— start SUPPLIED RECORDS —
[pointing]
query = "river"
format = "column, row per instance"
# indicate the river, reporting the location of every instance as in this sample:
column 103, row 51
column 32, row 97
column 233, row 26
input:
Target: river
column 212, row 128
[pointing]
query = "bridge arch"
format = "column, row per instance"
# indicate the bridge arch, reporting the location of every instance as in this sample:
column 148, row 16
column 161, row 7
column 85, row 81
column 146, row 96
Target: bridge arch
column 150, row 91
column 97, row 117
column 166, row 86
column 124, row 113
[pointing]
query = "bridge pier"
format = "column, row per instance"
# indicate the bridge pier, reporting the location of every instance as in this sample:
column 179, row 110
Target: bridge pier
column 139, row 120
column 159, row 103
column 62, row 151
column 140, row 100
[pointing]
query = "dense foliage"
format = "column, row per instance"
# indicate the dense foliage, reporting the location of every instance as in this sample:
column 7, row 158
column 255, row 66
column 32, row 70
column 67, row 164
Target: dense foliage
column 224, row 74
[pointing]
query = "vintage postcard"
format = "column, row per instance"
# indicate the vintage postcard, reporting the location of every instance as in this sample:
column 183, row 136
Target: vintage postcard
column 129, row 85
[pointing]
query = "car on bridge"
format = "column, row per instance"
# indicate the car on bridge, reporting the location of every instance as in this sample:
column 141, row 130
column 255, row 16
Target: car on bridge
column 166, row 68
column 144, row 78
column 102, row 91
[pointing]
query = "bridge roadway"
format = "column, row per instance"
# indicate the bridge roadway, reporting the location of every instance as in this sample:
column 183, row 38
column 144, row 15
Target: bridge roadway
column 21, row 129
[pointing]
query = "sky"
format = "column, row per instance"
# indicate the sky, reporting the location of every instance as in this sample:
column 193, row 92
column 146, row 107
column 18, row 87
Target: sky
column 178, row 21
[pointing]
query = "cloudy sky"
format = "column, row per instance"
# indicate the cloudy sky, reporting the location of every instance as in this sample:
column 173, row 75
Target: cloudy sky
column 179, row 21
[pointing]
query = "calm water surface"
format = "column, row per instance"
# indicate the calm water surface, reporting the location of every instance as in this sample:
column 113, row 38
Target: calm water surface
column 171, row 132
— end SUPPLIED RECORDS —
WRITTEN INSTRUCTION:
Restate each record exactly as written.

ANSWER TO THE PROBLEM:
[pointing]
query = "river"
format = "column, row per instance"
# indicate the river, reporting the location of every instance as in this sample:
column 103, row 51
column 32, row 97
column 233, row 26
input:
Target: river
column 212, row 128
[pointing]
query = "bridge arch"
format = "column, row per instance"
# indicate the bridge arch, reporting the location of every instance as in this sample:
column 148, row 16
column 161, row 7
column 85, row 81
column 146, row 96
Target: bridge arch
column 150, row 91
column 97, row 117
column 166, row 86
column 124, row 113
[pointing]
query = "bridge pier"
format = "column, row per instance"
# indicate the bridge pier, reporting the location of every instance as in this sample:
column 179, row 110
Target: bridge pier
column 139, row 120
column 159, row 103
column 62, row 151
column 140, row 100
[pointing]
query = "dense foliage"
format = "column, row per instance"
# indicate the dense foliage, reporting the location of every instance as in this sample:
column 7, row 158
column 255, row 66
column 32, row 70
column 67, row 164
Target: dense foliage
column 224, row 74
[pointing]
query = "vintage postcard"
format = "column, row per instance"
# indicate the vintage postcard, reporting the location of every instance as in this sample:
column 183, row 136
Target: vintage postcard
column 129, row 85
[pointing]
query = "car on bridge"
format = "column, row per instance"
# indicate the car on bridge, reporting the location of every instance as in this sample:
column 141, row 130
column 255, row 16
Target: car on bridge
column 166, row 68
column 144, row 78
column 102, row 91
[pointing]
query = "bridge roadway"
format = "column, row per instance"
# indicate the bridge roadway, reporting the location of every instance as in this sample:
column 183, row 38
column 144, row 15
Target: bridge roadway
column 21, row 129
[pointing]
query = "sky"
format = "column, row per instance"
# indicate the sky, reporting the location of every instance as in this sample:
column 193, row 92
column 146, row 107
column 18, row 87
Target: sky
column 178, row 21
[pointing]
query = "cloudy sky"
format = "column, row per instance"
# indicate the cloudy sky, reporting the location of every instance as in this sample:
column 173, row 75
Target: cloudy sky
column 179, row 21
[pointing]
query = "calm water surface"
format = "column, row per instance"
# indicate the calm water surface, reporting the location of every instance as in this sample:
column 113, row 38
Target: calm water surface
column 171, row 132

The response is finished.